━━ 原文 ━━

我国环境法确立风险预防原则的思考
2013-04-11田信桥胡云云
王 萌,田信桥,胡云云
(浙江农林大学 法政学院,浙江杭州311300)
现代社会经济和科学技术的迅猛发展,在推动人类社会不断进步的同时也给人类带来了各种危险与损害。在全球出现的一系列环境污染事件便是典型的例证。环境风险的广泛存在和扩散,让人们丧失了安全感,同时环境风险的观念深植人心,成为基本环境话语。正如吉登斯所言,“在全球化的时代里,环境风险的影响被普遍化了”。[1]在20世纪70年代,西方社会早已认识到在人与自然的关系中,事前预防比事后治理更为有效,并更符合成本收益原则。对于环境风险的规制而言,最行之有效和最节约成本的方法无非也是贯彻预防原则。鉴于此,关于环境风险的预防亦被许多国家通过立法确立为风险预防原则。
1 环境风险预防原则内涵及价值
1.1 环境风险预防原则的提出与含义
风险预防原则作为一个明确的法律概念最早产生于德国,其初衷是作为判断政治决策公正与否的标准。在德国1970年的《空气清洁法案》第一次草案中,已出现环境风险预防之理念,1976年议会通过的法令则将该原则明确为一项基本法律原则,作为指导环境污染治理的重要政策,之后的八九十年代,环境风险预防原则出现在一些国际环境保护的条约、协议与宣言中,其中1992年《里约宣言》更是成为该原则发展的重要里程碑,其中第15条将环境风险预防原则规定为:“当存在严重损害的威胁时,不能以没有无可反驳的科学证明为理由来延迟采取适当的行动以保护环境的行为。”[2]近年来,环境风险预防原则的精神在我国的法律、法规和规章中有所体现,例如在环境单行法中,2002年6月通过的《清洁生产促进法》第1条规定:“为了促进清洁生产,提高资源利用效率,减少和避免污染物的产生,保护和改善环境,保障人体健康,促进经济与社会可持续发展,制定本法。”目的在于通过清洁生产从源头上治理与预防环境问题,从而降低环境风险。该条作为环境风险预防原则的实施措施之一,将整体的环境保护策略应用到产品生产过程中,也肯定了环境风险预防原则在我国的法律地位。
1.2 环境风险预防原则之价值
1.2.1 环境风险预防原则有利于美丽中国目标的实现
党的十八大将生态文明建设作为工作的重要方向,环境风险预防原则有利于落实科学发展观,推进节能减排,加快污染防治,并能体现环境风险预防原则的内在要求。今后该原则将作为重要的环境法律原则在环境法中加以确定,并在内容、价值、理念等方面丰富我国环境法治的发展,最终促进美丽中国的实现。
1.2.2 环境风险预防原则是解决环境问题共性的必要需求
人们对于现代科学技术产生的环境问题的认识,也大致相同,而环境风险问题并非普通民众根据经验和感官所能直接认知的,环境风险只在有关它们的“知识”中才存在。环境风险预防原则除了在主要发达国家的国内法有所规定以外,越来越多国家包括发展中国家也在其国内法中确立了风险预防原则。因此,风险预防原则亦应在我国环境立法的思考借鉴之列。

━━━

• [简短任务 A]: 能否把记录中从含有“Give the innermost point of each instance of the z71”的那一行起、一直到记录末尾的所有行原样重复一遍，首尾两行都包括在内？

━━ 给定数据 ━━

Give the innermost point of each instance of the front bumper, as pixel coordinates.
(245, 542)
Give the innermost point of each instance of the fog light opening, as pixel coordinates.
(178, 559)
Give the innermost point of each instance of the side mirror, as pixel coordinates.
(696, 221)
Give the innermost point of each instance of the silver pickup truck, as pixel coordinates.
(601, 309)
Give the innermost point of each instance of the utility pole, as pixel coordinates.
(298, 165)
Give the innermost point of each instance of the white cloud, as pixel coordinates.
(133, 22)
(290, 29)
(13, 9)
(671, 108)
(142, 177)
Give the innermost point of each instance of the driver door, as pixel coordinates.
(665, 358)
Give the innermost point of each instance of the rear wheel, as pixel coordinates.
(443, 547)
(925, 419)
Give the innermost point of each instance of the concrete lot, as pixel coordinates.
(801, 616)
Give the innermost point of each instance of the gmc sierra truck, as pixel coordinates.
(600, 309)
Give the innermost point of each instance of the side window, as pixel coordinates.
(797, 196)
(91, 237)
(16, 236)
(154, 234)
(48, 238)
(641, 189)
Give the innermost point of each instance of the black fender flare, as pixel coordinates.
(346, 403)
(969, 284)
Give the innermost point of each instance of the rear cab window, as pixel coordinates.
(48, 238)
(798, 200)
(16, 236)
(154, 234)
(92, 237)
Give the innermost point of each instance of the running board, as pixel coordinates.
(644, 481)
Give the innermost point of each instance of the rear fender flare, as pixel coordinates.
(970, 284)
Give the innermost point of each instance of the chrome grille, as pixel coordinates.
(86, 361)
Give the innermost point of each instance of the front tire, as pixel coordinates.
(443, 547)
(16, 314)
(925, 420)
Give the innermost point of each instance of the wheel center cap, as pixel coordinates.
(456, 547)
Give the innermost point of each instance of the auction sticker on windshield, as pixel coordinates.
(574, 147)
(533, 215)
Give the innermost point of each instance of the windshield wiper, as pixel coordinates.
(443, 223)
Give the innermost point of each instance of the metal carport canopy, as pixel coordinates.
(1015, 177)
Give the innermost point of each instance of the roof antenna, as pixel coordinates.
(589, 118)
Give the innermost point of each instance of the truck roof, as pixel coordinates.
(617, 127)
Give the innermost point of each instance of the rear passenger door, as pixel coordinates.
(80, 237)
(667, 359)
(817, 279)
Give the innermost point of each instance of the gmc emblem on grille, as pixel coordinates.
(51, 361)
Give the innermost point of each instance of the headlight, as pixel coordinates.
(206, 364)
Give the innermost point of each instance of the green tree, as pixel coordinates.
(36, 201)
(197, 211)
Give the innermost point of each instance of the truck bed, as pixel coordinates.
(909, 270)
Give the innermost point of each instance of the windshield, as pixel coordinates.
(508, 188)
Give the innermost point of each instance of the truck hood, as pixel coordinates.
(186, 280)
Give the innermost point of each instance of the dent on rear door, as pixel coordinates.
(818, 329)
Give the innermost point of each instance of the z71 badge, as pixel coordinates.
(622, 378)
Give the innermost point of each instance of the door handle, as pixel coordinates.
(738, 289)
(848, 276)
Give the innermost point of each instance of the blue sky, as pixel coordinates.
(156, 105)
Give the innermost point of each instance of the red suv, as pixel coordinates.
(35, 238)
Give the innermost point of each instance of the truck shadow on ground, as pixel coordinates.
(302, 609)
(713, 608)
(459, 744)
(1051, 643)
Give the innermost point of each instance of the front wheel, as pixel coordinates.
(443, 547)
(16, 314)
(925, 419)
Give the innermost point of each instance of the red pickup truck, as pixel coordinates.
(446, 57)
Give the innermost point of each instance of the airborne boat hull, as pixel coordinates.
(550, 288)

━━━

• [简短任务 B]: 能否将原文中从“1.2 环境风险预防原则之价值”开始、一直到“展,最终促进美丽中国的实现。”为止的这段文字原样复制下来？

• [最终结果 A]:
Give the innermost point of each instance of the z71 badge, as pixel coordinates.
(622, 378)
Give the innermost point of each instance of the door handle, as pixel coordinates.
(738, 289)
(848, 276)
Give the innermost point of each instance of the blue sky, as pixel coordinates.
(156, 105)
Give the innermost point of each instance of the red suv, as pixel coordinates.
(35, 238)
Give the innermost point of each instance of the truck shadow on ground, as pixel coordinates.
(302, 609)
(713, 608)
(459, 744)
(1051, 643)
Give the innermost point of each instance of the front wheel, as pixel coordinates.
(443, 547)
(16, 314)
(925, 419)
Give the innermost point of each instance of the red pickup truck, as pixel coordinates.
(446, 57)
Give the innermost point of each instance of the airborne boat hull, as pixel coordinates.
(550, 288)

• [最终结果 B]:
1.2 环境风险预防原则之价值
1.2.1 环境风险预防原则有利于美丽中国目标的实现
党的十八大将生态文明建设作为工作的重要方向,环境风险预防原则有利于落实科学发展观,推进节能减排,加快污染防治,并能体现环境风险预防原则的内在要求。今后该原则将作为重要的环境法律原则在环境法中加以确定,并在内容、价值、理念等方面丰富我国环境法治的发展,最终促进美丽中国的实现。